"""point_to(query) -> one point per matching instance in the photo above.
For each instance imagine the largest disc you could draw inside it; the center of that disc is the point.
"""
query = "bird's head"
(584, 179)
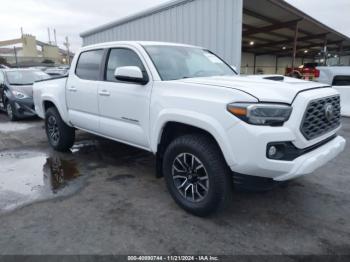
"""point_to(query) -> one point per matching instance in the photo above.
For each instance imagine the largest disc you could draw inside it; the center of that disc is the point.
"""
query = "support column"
(325, 52)
(276, 68)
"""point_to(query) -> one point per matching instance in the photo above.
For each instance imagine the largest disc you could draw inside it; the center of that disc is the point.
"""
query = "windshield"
(25, 77)
(178, 62)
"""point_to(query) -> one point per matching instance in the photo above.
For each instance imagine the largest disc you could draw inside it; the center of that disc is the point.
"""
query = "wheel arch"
(48, 103)
(170, 127)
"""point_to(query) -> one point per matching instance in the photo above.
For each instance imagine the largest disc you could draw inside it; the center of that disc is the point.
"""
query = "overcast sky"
(71, 17)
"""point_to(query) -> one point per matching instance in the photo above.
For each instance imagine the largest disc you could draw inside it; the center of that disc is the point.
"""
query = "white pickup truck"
(205, 124)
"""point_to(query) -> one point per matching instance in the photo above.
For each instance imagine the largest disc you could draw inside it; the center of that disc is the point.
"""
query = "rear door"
(124, 106)
(342, 84)
(82, 89)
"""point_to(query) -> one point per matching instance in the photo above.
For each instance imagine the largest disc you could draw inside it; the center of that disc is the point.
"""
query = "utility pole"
(14, 49)
(68, 52)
══════════
• TASK TO CARRY OUT:
Pictures stay out of the copy, while everything else in the records above goes in exactly as written.

• SOLUTION TO THIS TASK:
"""point_to(query) -> one point per matching instance in the photo above.
For each instance imagine the largest disc you could draw inside it; the center of that disc is the point.
"""
query = "bird's head"
(584, 179)
"""point_to(query) -> one point per matching instance in the photo above.
For each instance imagine the largest disc you could draw inside it; the center of that disc is the point.
"""
query = "support column"
(325, 52)
(276, 68)
"""point_to(query) -> one point per matching instance in the photo above.
For each instance imagine the largest disc you could draw inside it; the center of that disc is the point.
"""
query = "windshield"
(25, 77)
(178, 62)
"""point_to(query) -> one point per matching instance in the photo above.
For each instance imagine the largest disc you could draw inside it; the center of that disc is the point.
"""
query = "wheel arch"
(48, 103)
(170, 127)
"""point_to(query) -> one point per matching instance in the photo above.
For each instance imagine the largest disc you could draw inside it; the center of that disc is the point.
"""
query = "overcast sky"
(71, 17)
"""point_to(query) -> one point per matching instance in the photo above.
For each instance imagine the largest disc you could draw inside it; the center of that disc is the point.
"""
query = "white pickup truck"
(205, 124)
"""point_to(query) -> one point per matching instance in the photo above.
For each instance imagine the largest disc you could draw inside it; the center of that disc is the point.
"""
query = "rear door"
(124, 106)
(342, 84)
(82, 89)
"""point_to(query) -> one point per matching instance in the photo above.
For each instance imagine the largest disc you could draw inside it; the center of that disc is the point.
"""
query = "utility pole"
(14, 49)
(68, 52)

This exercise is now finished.